[Quoted passage]
He eventually chose Arsenal, and rose through a fiercely competitive academy, first as a winger and then as a goal-scoring center forward. The move to striker unleashed him. A prolific season earned him his first youth national team call-ups — with England’s U17s — and placed him on American radars. He played once for the U.S. U18s, at an unofficial tournament in the Czech Republic, but otherwise continued to represent England.

U.S. fans and coaches, though, have tracked him ever since, and increasingly this season, his first with regular playing time at a first-division club. After spending the latter half of last season on loan at Middlesbrough in England’s second-tier Championship, and with the Arsenal first team proving difficult to crack, the Gunners sent him on loan to Reims.

He started with a bang in Ligue 1 and never really slowed down. He’s scored 19 goals, tied for fifth in the league, and underlying numbers suggest Balogun’s fiery form is no fluke. He sits second among all Ligue 1 players, behind only Kylian Mbappé, in non-penalty Expected Goals, a combined measure of shot quantity and quality. He has excelled at a firmly mid-table club, meaning his success is not a product of brilliance all around him.

As he did, he seemed to anticipate a call from the England national team. But in March, when Gareth Southgate named a Euro 2024 qualifying squad that didn’t include him, Balogun posted a cryptic message on Instagram: “In life, go where you’re appreciated.”

[Exercise tasks]
1. In the passage about Balogun, who is the only Ligue 1 player ahead of him in non-penalty Expected Goals?
2. Quote everything in the Balogun passage from "U.S. fans and" down to "all around him.".
3. Continue the passage about Balogun from its last sentence.
The items after this passage are unrelated material.

[Data for review]
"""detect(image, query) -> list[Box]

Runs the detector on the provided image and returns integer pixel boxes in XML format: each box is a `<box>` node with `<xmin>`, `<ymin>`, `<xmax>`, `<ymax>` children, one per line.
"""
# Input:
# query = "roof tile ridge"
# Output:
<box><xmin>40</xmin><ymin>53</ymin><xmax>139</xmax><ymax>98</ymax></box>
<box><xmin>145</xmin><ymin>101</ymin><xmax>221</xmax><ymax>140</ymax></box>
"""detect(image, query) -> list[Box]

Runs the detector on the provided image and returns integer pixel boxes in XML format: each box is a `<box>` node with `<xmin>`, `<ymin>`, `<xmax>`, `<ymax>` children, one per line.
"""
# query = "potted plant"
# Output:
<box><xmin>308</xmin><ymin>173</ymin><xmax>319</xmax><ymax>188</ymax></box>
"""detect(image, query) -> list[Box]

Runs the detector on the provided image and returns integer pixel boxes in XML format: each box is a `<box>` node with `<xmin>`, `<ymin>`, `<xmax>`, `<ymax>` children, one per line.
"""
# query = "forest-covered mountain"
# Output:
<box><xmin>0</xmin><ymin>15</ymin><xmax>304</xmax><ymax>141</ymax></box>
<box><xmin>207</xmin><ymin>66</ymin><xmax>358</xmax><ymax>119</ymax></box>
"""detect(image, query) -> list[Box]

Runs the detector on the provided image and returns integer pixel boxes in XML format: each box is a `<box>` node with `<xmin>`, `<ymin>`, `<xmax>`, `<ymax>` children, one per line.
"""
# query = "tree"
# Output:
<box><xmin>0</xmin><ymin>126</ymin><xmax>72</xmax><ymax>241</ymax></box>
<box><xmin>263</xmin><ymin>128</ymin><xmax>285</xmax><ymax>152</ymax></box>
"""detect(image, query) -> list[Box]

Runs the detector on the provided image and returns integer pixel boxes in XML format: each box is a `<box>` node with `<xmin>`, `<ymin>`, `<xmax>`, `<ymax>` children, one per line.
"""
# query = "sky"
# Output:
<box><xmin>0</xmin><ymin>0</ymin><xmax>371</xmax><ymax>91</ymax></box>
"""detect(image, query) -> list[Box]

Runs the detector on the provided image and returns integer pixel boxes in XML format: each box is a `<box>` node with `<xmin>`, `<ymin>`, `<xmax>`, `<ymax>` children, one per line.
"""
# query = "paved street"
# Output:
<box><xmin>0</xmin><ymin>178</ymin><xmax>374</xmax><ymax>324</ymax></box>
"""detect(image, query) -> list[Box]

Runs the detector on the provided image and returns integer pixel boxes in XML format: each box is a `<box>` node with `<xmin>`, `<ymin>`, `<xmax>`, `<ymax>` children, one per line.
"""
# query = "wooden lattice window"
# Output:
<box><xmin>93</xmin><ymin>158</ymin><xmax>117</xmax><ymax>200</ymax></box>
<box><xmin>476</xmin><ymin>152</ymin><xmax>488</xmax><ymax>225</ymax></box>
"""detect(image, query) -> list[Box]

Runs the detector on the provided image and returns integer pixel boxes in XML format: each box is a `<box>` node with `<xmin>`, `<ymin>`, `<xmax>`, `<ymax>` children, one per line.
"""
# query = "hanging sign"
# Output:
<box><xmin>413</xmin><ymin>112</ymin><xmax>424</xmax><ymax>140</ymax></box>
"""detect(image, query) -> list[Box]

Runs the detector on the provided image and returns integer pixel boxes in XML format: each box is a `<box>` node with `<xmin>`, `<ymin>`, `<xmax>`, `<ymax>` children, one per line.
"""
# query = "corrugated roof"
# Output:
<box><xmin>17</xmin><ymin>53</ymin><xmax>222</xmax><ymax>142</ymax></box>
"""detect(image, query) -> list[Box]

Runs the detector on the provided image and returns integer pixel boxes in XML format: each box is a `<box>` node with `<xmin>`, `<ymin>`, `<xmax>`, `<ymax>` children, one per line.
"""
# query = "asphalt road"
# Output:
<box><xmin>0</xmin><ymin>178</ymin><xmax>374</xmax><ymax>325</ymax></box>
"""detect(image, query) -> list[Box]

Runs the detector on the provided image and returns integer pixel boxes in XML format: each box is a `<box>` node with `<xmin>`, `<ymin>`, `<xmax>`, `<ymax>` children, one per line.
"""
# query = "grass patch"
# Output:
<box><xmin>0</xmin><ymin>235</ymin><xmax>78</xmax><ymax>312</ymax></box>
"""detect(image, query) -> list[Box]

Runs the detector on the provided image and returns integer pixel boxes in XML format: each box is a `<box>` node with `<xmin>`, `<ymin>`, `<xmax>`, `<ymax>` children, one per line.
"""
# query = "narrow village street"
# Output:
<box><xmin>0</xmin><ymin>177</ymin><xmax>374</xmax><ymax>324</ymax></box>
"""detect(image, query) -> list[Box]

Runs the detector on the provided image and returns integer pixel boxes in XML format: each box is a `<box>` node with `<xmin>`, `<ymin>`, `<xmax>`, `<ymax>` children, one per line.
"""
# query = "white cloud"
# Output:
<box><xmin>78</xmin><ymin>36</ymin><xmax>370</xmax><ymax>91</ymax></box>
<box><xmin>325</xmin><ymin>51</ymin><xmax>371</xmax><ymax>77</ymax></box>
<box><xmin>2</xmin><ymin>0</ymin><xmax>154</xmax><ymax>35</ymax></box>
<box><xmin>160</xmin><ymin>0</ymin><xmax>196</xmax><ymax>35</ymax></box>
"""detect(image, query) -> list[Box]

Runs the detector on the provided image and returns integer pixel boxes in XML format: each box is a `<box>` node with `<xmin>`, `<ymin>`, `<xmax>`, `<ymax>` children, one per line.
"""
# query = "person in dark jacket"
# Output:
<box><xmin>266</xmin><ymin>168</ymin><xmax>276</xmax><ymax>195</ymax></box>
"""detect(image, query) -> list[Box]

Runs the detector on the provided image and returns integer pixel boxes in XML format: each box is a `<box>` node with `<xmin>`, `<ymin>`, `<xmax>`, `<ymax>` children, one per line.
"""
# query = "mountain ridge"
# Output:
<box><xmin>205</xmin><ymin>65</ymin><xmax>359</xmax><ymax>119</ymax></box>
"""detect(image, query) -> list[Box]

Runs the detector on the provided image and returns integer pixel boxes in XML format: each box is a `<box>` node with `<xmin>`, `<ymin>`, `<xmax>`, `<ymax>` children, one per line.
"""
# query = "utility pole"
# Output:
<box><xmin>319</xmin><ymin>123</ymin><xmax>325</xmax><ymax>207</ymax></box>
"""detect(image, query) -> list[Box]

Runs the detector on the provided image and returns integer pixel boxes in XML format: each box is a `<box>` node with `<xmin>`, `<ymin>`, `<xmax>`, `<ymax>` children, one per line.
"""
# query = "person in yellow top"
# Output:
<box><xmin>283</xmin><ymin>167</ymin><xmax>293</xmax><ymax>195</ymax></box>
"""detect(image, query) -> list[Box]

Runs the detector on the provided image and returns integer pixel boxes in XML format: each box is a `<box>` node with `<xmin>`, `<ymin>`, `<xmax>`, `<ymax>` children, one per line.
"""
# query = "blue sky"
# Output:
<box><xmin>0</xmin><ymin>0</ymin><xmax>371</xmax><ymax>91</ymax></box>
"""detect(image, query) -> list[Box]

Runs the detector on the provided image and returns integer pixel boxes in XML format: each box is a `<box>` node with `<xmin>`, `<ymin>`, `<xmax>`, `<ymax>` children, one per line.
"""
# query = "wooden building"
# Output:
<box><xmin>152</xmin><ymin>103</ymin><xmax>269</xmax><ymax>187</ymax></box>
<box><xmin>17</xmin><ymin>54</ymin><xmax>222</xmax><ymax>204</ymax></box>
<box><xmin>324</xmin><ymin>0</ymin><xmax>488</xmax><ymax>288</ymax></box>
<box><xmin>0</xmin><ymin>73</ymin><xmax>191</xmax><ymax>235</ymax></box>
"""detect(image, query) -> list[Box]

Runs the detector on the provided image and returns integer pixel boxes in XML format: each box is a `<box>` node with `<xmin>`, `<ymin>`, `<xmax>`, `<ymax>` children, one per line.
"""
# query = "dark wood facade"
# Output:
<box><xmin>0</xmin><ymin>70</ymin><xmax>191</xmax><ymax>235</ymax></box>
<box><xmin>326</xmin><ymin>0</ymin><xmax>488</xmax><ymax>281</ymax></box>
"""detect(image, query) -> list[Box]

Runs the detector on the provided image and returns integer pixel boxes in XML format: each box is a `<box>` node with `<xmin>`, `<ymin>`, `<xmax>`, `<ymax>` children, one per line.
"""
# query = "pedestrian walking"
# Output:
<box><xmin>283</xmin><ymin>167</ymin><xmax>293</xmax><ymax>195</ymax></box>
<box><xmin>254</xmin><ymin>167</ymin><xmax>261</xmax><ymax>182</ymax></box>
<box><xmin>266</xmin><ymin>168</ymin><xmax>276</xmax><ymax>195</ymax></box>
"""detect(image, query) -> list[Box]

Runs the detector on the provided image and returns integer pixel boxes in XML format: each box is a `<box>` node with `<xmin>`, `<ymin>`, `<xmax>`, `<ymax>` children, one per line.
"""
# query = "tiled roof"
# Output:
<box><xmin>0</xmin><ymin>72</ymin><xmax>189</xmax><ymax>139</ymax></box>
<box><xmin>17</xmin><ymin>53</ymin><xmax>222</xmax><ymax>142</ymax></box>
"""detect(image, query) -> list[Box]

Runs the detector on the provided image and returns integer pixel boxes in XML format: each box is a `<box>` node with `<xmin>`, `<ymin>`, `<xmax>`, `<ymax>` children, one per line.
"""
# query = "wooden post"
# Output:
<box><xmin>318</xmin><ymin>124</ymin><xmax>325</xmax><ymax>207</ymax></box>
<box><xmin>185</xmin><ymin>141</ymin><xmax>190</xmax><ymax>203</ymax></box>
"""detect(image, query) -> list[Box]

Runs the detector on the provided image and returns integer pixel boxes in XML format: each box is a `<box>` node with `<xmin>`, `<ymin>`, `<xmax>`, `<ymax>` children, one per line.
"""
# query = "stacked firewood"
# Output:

[Answers provided]
1. Kylian Mbappé.

2.
U.S. fans and coaches, though, have tracked him ever since, and increasingly this season, his first with regular playing time at a first-division club. After spending the latter half of last season on loan at Middlesbrough in England’s second-tier Championship, and with the Arsenal first team proving difficult to crack, the Gunners sent him on loan to Reims.

He started with a bang in Ligue 1 and never really slowed down. He’s scored 19 goals, tied for fifth in the league, and underlying numbers suggest Balogun’s fiery form is no fluke. He sits second among all Ligue 1 players, behind only Kylian Mbappé, in non-penalty Expected Goals, a combined measure of shot quantity and quality. He has excelled at a firmly mid-table club, meaning his success is not a product of brilliance all around him.

3.
Balogun picks the USMNT, and fills a position of need

He was named to an England U-21 squad that month, but withdrew “after reporting an injury,” England said.

A couple days later, the realization that Balogun, in an Instagram post, appeared to be in Orlando sent American soccer Twitter into a tizzy. Indeed, U.S. Soccer had helped arrange aspects of a stateside trip, which included an Orlando Magic game and New York Yankees spring training.

Balogun did not train with the USMNT then. But he had heard the American recruiting pitch. He spoke with some U.S. players. He had “some discussions” with USMNT staff, interim coach Anthony Hudson confirmed.

Hudson, speaking on a Zoom call with reporters at the time, added that the trip was “an opportunity for us just to share about our program, and who we are, and what we do.”

It was also an opportunity to feel “the full force of the U.S. fans,” Balogun said in a Tuesday news release. “I was there and I just posted a photo with my friends thinking that it was just a holiday picture. Before I knew it, I just saw loads of comments and people knew I was in America, and I just really felt the love from there.”

His conversations with Hudson were “brief,” he said. His connections with USMNT players, including former Arsenal youth teammate and fellow multinational Yunus Musah, were likely influential. So were his American connections.

As recently as last year, in interviews, he’d refer to London as “my city,” and “if people ask me where I’m from,” he said in November, “I say I’m English.” But he also noted that he’s a “mixture” of cultures. He has extended family in New York and Atlanta. He has visited New York, and reconnected with his birthplace, and called it “a special feeling.”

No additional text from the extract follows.